## Start Data listing
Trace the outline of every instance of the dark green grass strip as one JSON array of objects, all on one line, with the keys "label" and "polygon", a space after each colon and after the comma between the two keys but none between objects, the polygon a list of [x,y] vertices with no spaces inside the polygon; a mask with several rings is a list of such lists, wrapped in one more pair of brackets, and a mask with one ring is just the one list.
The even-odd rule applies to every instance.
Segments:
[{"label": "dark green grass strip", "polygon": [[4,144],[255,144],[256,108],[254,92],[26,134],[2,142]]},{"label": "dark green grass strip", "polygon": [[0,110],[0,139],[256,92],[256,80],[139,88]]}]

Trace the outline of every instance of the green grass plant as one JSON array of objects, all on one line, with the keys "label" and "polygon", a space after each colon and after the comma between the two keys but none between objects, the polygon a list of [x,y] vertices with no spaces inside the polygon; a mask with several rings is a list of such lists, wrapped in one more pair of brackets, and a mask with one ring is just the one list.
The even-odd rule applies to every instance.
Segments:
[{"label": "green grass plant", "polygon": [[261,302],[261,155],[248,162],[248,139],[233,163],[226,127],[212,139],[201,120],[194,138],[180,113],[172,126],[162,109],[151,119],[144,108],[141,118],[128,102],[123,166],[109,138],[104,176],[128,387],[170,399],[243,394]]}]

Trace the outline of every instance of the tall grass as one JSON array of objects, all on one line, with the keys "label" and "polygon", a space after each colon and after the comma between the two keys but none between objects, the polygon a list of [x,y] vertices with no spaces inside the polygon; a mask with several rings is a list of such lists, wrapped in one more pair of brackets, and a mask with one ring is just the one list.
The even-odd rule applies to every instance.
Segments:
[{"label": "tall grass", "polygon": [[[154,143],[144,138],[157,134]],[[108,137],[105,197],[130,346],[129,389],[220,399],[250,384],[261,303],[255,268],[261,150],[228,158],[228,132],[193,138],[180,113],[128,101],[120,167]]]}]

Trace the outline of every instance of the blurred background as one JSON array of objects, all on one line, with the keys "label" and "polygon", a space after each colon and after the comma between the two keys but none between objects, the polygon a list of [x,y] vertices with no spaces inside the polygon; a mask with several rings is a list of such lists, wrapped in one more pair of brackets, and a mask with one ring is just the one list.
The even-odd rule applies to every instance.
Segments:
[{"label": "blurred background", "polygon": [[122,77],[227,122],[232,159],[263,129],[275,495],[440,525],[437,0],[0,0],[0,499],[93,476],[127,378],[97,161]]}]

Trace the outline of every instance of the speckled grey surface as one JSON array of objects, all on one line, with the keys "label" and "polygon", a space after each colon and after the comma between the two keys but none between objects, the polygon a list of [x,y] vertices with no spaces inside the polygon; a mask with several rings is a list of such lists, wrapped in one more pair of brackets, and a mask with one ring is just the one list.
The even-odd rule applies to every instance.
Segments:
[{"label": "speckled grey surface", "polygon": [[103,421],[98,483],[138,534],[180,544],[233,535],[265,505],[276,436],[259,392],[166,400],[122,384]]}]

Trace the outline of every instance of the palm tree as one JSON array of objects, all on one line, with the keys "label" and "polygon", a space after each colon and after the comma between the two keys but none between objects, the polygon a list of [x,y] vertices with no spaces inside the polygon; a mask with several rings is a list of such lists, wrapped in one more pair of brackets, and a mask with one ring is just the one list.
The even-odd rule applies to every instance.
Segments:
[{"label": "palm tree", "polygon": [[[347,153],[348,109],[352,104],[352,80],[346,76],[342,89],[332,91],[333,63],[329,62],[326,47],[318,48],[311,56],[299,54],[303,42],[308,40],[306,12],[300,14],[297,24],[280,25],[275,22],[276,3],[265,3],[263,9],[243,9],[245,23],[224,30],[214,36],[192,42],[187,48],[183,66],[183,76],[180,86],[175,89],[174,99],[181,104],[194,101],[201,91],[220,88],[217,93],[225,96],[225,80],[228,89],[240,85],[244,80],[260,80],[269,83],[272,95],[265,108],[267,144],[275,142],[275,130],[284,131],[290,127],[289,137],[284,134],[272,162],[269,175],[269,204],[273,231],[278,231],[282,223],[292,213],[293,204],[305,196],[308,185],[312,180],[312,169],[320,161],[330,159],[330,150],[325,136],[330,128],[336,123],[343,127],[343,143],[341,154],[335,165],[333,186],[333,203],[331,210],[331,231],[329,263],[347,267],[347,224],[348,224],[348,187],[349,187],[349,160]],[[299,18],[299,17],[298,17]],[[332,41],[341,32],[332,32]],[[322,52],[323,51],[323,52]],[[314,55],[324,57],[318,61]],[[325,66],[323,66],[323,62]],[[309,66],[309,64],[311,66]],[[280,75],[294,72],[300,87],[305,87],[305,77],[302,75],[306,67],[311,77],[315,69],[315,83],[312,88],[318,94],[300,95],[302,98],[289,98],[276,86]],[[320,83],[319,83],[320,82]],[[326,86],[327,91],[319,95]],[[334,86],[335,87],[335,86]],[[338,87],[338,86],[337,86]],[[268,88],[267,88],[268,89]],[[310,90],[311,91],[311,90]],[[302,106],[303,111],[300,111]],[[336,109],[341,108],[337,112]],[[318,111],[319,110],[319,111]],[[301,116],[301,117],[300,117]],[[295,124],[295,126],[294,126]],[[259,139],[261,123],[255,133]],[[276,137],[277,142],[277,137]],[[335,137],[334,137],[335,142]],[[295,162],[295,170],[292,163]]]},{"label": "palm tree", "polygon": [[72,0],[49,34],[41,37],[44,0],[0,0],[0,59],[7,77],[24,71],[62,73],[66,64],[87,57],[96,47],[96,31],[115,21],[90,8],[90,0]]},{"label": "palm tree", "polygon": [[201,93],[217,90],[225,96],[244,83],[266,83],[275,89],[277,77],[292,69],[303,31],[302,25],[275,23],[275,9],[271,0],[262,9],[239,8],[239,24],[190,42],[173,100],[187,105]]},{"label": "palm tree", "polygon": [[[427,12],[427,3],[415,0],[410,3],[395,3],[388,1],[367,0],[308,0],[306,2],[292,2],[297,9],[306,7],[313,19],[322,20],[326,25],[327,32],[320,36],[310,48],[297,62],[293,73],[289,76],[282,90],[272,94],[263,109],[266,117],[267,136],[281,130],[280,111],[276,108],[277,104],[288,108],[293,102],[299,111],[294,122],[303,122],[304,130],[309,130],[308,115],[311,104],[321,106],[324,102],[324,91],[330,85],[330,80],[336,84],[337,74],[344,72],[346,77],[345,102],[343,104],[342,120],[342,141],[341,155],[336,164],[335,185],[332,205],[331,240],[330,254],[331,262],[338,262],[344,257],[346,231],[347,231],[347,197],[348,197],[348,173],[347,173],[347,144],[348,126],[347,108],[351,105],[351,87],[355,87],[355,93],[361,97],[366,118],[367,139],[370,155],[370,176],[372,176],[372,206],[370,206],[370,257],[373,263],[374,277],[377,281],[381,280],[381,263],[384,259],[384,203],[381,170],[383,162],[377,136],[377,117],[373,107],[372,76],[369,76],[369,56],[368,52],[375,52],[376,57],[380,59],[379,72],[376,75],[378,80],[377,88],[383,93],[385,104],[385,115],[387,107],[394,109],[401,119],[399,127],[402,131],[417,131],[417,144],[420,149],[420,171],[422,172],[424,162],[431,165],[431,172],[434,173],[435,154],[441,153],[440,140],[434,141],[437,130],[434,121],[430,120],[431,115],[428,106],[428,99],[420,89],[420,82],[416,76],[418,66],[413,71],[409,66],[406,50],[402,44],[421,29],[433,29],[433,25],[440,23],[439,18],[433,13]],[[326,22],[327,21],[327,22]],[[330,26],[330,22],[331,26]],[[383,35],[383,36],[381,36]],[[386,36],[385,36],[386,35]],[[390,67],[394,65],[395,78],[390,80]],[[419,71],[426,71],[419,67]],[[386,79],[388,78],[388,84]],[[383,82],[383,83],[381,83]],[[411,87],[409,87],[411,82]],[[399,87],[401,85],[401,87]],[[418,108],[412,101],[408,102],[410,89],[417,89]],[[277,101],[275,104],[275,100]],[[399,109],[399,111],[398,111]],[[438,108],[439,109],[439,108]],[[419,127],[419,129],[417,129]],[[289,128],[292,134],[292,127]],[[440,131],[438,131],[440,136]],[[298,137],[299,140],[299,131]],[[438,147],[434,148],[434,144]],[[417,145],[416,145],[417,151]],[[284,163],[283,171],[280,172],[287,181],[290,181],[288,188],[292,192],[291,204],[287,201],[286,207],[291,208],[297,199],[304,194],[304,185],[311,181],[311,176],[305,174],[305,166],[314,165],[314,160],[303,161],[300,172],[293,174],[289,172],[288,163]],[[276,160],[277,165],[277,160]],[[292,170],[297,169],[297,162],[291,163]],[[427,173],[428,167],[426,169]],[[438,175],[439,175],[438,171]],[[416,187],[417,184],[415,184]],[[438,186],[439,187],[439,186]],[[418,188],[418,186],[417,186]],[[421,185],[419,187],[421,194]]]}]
## End Data listing
- Given problem -
Return each line above that contains the string "dark". Case must match.

- Response -
Trace the outline of every instance of the dark green grass strip as one JSON array of objects, all on one line, with the keys "label" and "polygon", a space after each colon and after the comma between the two keys but none between objects, the polygon a list of [x,y] vertices with no spaces inside the polygon; a mask with several rings is a list of such lists, wrapped in one more pair of brackets, and a mask with one ring is just the one list.
[{"label": "dark green grass strip", "polygon": [[4,144],[255,144],[256,108],[254,92],[26,134],[2,142]]},{"label": "dark green grass strip", "polygon": [[0,110],[0,139],[256,92],[256,80],[139,88]]}]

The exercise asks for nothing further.